WHAT THIS TASK INVOLVES: Reproduce the part of the material that runs from its start through the line containing "column 355, row 214", including both ends, and leave out the pictures.

Dataset excerpt
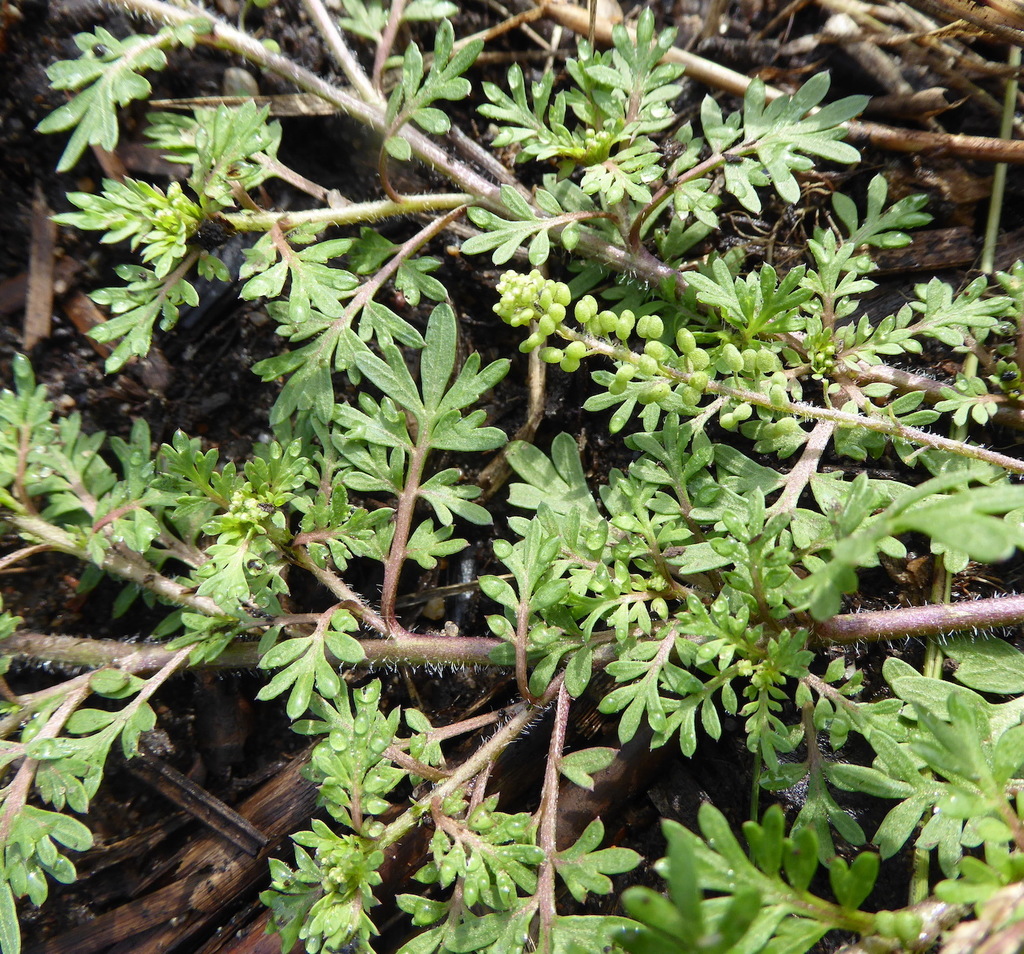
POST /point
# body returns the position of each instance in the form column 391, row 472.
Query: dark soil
column 199, row 380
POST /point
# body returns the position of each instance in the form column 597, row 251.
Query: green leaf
column 10, row 931
column 579, row 767
column 986, row 663
column 108, row 76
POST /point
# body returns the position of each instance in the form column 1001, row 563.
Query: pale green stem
column 800, row 409
column 335, row 39
column 355, row 214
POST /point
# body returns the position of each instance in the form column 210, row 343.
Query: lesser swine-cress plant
column 702, row 582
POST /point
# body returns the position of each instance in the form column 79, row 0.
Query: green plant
column 702, row 582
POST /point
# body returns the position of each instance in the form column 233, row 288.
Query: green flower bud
column 653, row 391
column 624, row 327
column 623, row 378
column 731, row 358
column 689, row 396
column 767, row 361
column 586, row 309
column 656, row 350
column 699, row 381
column 699, row 359
column 608, row 320
column 647, row 365
column 650, row 326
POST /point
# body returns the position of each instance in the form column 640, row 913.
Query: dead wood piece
column 211, row 873
column 984, row 148
column 39, row 296
column 199, row 803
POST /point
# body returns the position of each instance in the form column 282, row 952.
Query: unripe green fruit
column 699, row 359
column 767, row 361
column 653, row 392
column 699, row 380
column 731, row 357
column 689, row 396
column 650, row 326
column 586, row 309
column 647, row 365
column 623, row 377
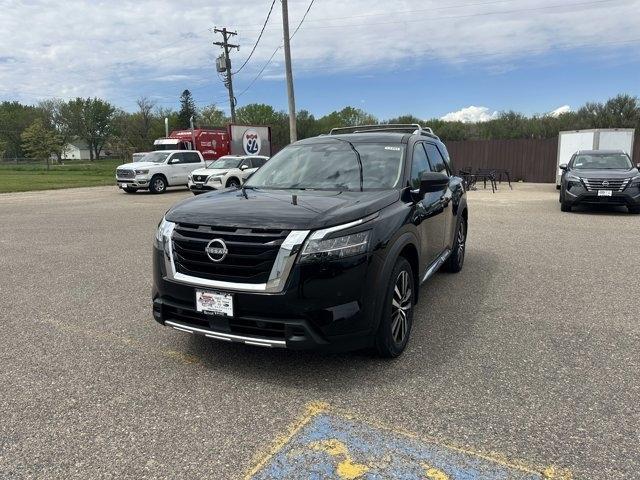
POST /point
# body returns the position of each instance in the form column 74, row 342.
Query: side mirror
column 433, row 182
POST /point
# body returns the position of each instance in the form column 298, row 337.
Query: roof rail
column 412, row 128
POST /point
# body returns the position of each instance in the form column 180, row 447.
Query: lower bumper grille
column 614, row 184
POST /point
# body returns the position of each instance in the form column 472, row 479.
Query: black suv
column 325, row 246
column 600, row 176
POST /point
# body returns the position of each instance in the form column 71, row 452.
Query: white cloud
column 559, row 111
column 126, row 48
column 470, row 114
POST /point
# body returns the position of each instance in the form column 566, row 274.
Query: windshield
column 225, row 162
column 606, row 161
column 332, row 166
column 156, row 157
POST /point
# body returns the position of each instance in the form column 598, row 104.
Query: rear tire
column 158, row 184
column 397, row 313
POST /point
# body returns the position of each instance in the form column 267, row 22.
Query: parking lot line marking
column 331, row 443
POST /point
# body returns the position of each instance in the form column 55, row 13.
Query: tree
column 40, row 142
column 187, row 109
column 212, row 116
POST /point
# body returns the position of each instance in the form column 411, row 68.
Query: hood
column 211, row 171
column 136, row 165
column 280, row 209
column 605, row 173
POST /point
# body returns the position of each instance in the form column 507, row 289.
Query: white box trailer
column 596, row 139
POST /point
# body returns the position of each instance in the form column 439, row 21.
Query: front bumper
column 629, row 197
column 325, row 307
column 203, row 186
column 137, row 182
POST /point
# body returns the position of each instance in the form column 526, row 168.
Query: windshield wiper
column 357, row 156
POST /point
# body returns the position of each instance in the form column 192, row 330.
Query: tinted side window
column 437, row 161
column 190, row 157
column 419, row 165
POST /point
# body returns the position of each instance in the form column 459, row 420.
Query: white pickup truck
column 159, row 170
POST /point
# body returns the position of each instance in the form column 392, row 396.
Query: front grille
column 614, row 184
column 123, row 173
column 251, row 252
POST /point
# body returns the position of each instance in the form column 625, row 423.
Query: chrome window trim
column 277, row 277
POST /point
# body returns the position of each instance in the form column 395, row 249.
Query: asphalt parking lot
column 528, row 360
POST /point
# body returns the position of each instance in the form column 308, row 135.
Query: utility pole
column 293, row 131
column 226, row 34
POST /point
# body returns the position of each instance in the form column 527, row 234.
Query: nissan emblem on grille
column 216, row 250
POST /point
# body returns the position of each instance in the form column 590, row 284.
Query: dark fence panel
column 531, row 160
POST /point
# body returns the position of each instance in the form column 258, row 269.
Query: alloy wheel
column 401, row 307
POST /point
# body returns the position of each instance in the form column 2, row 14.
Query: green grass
column 23, row 178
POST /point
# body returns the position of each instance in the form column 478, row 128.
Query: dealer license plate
column 214, row 303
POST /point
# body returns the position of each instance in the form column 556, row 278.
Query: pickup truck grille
column 250, row 257
column 614, row 184
column 124, row 173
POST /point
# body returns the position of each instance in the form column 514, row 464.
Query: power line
column 257, row 41
column 276, row 51
column 470, row 15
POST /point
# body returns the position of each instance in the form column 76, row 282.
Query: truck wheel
column 158, row 184
column 397, row 313
column 456, row 259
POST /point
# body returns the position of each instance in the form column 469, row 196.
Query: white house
column 76, row 149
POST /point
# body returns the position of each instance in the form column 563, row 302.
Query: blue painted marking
column 384, row 453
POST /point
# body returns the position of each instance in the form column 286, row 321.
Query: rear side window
column 436, row 158
column 419, row 165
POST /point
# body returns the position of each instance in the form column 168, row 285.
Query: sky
column 459, row 60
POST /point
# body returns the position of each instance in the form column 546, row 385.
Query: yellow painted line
column 347, row 469
column 316, row 408
column 311, row 410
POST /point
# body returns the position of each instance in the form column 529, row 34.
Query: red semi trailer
column 213, row 143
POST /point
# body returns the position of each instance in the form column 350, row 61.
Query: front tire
column 397, row 313
column 158, row 184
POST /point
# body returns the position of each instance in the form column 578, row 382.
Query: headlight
column 316, row 249
column 573, row 178
column 165, row 228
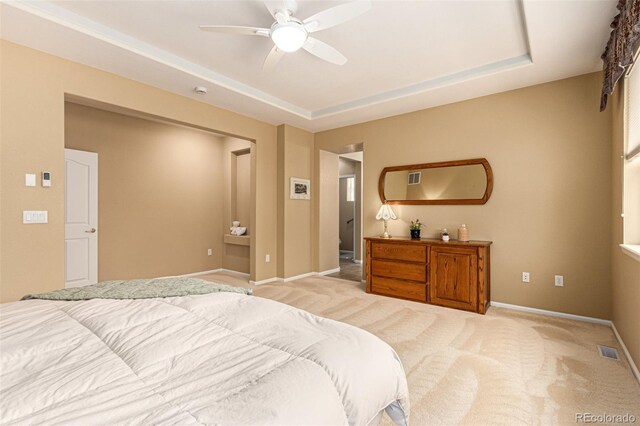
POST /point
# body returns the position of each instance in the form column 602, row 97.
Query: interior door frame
column 94, row 190
column 340, row 177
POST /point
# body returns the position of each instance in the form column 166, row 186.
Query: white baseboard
column 193, row 274
column 632, row 364
column 267, row 281
column 550, row 313
column 329, row 271
column 296, row 277
column 233, row 272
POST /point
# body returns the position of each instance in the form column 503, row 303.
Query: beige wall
column 549, row 148
column 295, row 159
column 34, row 85
column 159, row 192
column 625, row 270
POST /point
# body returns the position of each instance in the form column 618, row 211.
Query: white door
column 80, row 218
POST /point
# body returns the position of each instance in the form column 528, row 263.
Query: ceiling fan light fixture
column 289, row 36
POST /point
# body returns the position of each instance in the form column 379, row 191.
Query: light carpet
column 502, row 368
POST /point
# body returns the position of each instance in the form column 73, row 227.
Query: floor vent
column 608, row 352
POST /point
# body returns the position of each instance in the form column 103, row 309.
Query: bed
column 217, row 358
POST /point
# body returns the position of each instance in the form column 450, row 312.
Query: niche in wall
column 238, row 199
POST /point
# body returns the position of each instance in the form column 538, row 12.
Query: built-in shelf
column 240, row 240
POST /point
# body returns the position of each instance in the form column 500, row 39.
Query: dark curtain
column 621, row 47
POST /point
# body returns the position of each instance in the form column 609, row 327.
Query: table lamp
column 385, row 213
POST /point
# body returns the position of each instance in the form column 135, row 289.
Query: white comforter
column 222, row 358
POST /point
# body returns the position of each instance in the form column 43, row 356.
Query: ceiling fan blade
column 324, row 51
column 272, row 58
column 281, row 10
column 229, row 29
column 336, row 15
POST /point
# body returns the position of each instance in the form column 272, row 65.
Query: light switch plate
column 35, row 216
column 29, row 179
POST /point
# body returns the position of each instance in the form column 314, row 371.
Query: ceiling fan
column 289, row 34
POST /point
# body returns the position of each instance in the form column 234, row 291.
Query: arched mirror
column 448, row 182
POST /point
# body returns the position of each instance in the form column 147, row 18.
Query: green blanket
column 139, row 289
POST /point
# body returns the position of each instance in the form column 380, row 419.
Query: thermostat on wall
column 46, row 179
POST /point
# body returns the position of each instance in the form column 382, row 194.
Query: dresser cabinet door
column 454, row 277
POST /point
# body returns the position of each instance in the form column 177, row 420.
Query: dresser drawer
column 408, row 252
column 400, row 270
column 402, row 289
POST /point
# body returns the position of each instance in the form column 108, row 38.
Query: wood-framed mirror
column 448, row 182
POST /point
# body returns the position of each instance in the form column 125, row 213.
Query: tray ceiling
column 402, row 56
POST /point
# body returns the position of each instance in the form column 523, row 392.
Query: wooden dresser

RESULT FOR THIS TASK:
POST /point
# body returns the position of each instance in the form column 391, row 472.
Query: dark soil
column 199, row 380
POST /point
# body returns the position of each instance in the form column 597, row 251.
Query: green leaf
column 10, row 931
column 579, row 767
column 986, row 663
column 108, row 76
POST /point
# body returns the position of each instance in the form column 1001, row 563.
Query: pale green stem
column 800, row 409
column 335, row 39
column 355, row 214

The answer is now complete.